TASK DETAILS: Without copying any picture, return all lines below exactly.

DATA IN THIS EXERCISE:
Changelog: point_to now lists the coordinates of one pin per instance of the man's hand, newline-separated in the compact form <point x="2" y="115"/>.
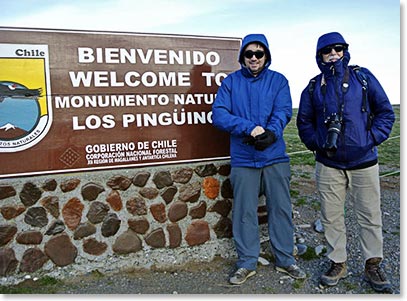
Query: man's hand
<point x="264" y="140"/>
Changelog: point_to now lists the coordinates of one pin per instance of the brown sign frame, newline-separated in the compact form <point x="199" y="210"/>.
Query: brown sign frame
<point x="90" y="100"/>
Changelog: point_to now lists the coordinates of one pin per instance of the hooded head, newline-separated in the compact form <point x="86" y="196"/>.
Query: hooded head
<point x="255" y="38"/>
<point x="332" y="38"/>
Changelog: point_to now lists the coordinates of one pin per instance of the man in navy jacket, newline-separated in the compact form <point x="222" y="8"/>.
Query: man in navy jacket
<point x="253" y="104"/>
<point x="343" y="116"/>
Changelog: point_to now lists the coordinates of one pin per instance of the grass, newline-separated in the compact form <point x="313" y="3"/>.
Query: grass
<point x="389" y="151"/>
<point x="389" y="155"/>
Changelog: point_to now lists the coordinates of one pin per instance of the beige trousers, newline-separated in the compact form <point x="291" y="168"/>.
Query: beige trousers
<point x="363" y="186"/>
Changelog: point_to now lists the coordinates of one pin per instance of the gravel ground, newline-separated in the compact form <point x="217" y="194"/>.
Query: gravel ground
<point x="212" y="277"/>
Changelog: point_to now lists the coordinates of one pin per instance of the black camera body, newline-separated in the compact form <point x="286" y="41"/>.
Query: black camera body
<point x="334" y="125"/>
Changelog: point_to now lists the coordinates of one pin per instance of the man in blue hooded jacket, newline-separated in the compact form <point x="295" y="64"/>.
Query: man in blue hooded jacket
<point x="253" y="104"/>
<point x="342" y="119"/>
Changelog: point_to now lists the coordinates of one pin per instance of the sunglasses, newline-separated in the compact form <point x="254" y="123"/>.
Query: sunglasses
<point x="328" y="49"/>
<point x="249" y="54"/>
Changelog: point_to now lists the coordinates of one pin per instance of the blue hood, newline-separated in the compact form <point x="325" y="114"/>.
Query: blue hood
<point x="255" y="38"/>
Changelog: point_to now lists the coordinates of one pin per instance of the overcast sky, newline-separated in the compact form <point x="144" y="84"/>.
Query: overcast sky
<point x="292" y="27"/>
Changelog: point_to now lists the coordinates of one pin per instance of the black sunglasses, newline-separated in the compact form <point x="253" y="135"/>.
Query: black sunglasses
<point x="249" y="54"/>
<point x="328" y="49"/>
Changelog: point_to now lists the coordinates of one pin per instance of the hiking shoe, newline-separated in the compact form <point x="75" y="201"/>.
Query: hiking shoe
<point x="241" y="275"/>
<point x="336" y="272"/>
<point x="375" y="275"/>
<point x="292" y="270"/>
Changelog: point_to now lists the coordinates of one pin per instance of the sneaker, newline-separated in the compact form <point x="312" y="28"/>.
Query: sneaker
<point x="241" y="275"/>
<point x="375" y="275"/>
<point x="334" y="274"/>
<point x="292" y="270"/>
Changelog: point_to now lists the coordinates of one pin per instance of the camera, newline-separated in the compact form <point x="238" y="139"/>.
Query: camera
<point x="334" y="124"/>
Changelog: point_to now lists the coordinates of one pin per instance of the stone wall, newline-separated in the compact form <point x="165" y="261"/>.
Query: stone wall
<point x="54" y="221"/>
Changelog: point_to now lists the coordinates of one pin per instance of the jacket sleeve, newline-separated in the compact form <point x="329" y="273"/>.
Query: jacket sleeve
<point x="282" y="110"/>
<point x="306" y="121"/>
<point x="222" y="112"/>
<point x="380" y="106"/>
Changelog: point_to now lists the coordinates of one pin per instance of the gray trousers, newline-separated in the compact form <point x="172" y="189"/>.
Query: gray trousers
<point x="363" y="186"/>
<point x="274" y="182"/>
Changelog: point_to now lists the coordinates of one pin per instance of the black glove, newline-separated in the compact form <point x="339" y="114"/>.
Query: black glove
<point x="248" y="140"/>
<point x="264" y="140"/>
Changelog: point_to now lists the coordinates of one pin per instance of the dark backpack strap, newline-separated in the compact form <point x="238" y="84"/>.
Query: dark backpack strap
<point x="363" y="79"/>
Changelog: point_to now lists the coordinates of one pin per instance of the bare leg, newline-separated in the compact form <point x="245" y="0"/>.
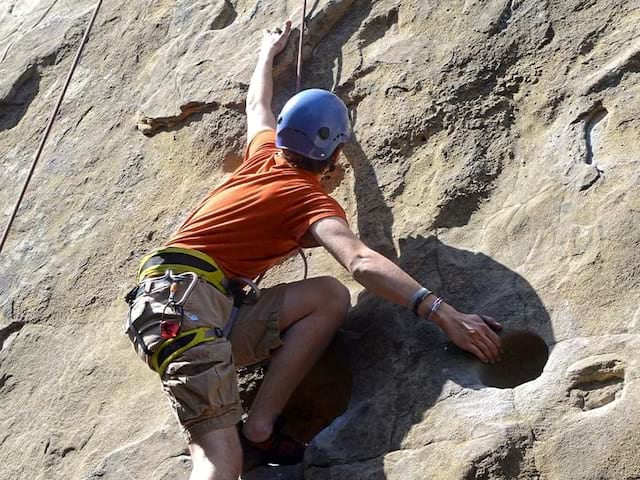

COMPLETED EXERCISE:
Changelog: point_to now lists the coordinates of one pin per instance of the man's hand, newline-separated in the compact form <point x="2" y="115"/>.
Query: man's hand
<point x="264" y="140"/>
Changelog: point_to now lists the coordinates of one pin per instance of the brown sign frame, newline-separated in the compact form <point x="199" y="210"/>.
Query: brown sign frame
<point x="90" y="100"/>
Changelog: point_to now lists the coordinates of one pin per instance of the hooded head, newline-separated in the compact form <point x="86" y="196"/>.
Query: hooded head
<point x="255" y="38"/>
<point x="332" y="38"/>
Changelog: point_to now lists the coordinates of one pin per instance of the man in navy jacket, newline-separated in the compact form <point x="222" y="8"/>.
Query: man in navy jacket
<point x="253" y="104"/>
<point x="343" y="116"/>
Changelog: point_to now lists the coordinates of one pin per instance of the grass, newline-separated in the compact form <point x="313" y="3"/>.
Query: grass
<point x="389" y="151"/>
<point x="389" y="155"/>
Changelog: point_to now lists the coordinates of one pin per instance of the beige trousers, newline-separated in the compact form <point x="291" y="168"/>.
Query: beige trousers
<point x="363" y="186"/>
Changelog: point_to now lists the coordinates of one pin per instance of the gravel ground, newline-separated in the compact form <point x="217" y="194"/>.
Query: gravel ground
<point x="212" y="277"/>
Changelog: point_to now lists the coordinates of one pin per instance of the black camera body, newline-separated in the compact form <point x="286" y="41"/>.
Query: black camera body
<point x="334" y="125"/>
Changelog: point_to now lists the coordinates of one pin per instance of the man in blue hooded jacket, newline-separated in the compact form <point x="295" y="64"/>.
Query: man in blue hooded jacket
<point x="253" y="104"/>
<point x="342" y="119"/>
Changelog: point_to now lists the coordinates of one pin per instance of the sunglasses, newline-separated in the compact form <point x="254" y="123"/>.
Query: sunglasses
<point x="328" y="49"/>
<point x="249" y="54"/>
Changelog: point_to now lists the coordinates of one pin per instance of the blue hood, newline-separated in the compact form <point x="325" y="114"/>.
Query: blue hood
<point x="255" y="38"/>
Changelog: point_to now lists the coordinates of one pin per instance of the overcast sky, newline-separated in the compact form <point x="144" y="84"/>.
Query: overcast sky
<point x="292" y="27"/>
Changelog: point_to now lists the coordinates of one pin per instance of the black sunglasses, newline-separated in the compact form <point x="253" y="135"/>.
Query: black sunglasses
<point x="249" y="54"/>
<point x="328" y="49"/>
Changelog: point_to now lists the coordinates of one pin per instance of the hiking shoe, newline-separated in the compact form <point x="75" y="201"/>.
Query: hiking shoe
<point x="241" y="275"/>
<point x="336" y="272"/>
<point x="375" y="275"/>
<point x="292" y="270"/>
Changelog: point_to now lists the coordinates of one pin per instance of the sneaker, newline-separated in the compact form <point x="312" y="28"/>.
Query: sneaker
<point x="241" y="275"/>
<point x="375" y="275"/>
<point x="334" y="274"/>
<point x="292" y="270"/>
Changelog: point_to now lists the coordinates of one pin per instance of the camera, newline-separated in the compact form <point x="238" y="139"/>.
Query: camera
<point x="334" y="124"/>
Changelog: point_to now lists the coordinates of one pin per instance of the stone wall, newline-separated in the compact form <point x="165" y="261"/>.
Query: stone wall
<point x="54" y="221"/>
Changelog: point_to now lists the coordinates of one pin per instance of the jacket sleeve, newline-separated in the compact form <point x="329" y="273"/>.
Query: jacket sleeve
<point x="282" y="110"/>
<point x="306" y="121"/>
<point x="222" y="112"/>
<point x="380" y="106"/>
Changelog: point_to now lists the coordinates of one pin per instance of the gray trousers, newline-separated in the compact form <point x="172" y="189"/>.
Query: gray trousers
<point x="363" y="186"/>
<point x="274" y="182"/>
Changelog: point_to now lists the coordinates of one pin per instance of the black glove, newline-separated in the compact form <point x="339" y="114"/>.
Query: black glove
<point x="248" y="140"/>
<point x="264" y="140"/>
Changelog: point_to now lists the coordinates of one pin per instance of the dark backpack strap, newline-separated in the compact form <point x="238" y="84"/>.
Query: dark backpack strap
<point x="363" y="79"/>
Changelog: point_to now lists the coordinates of one pin per instance of the bare leg, newline-separated in the compact form <point x="245" y="0"/>.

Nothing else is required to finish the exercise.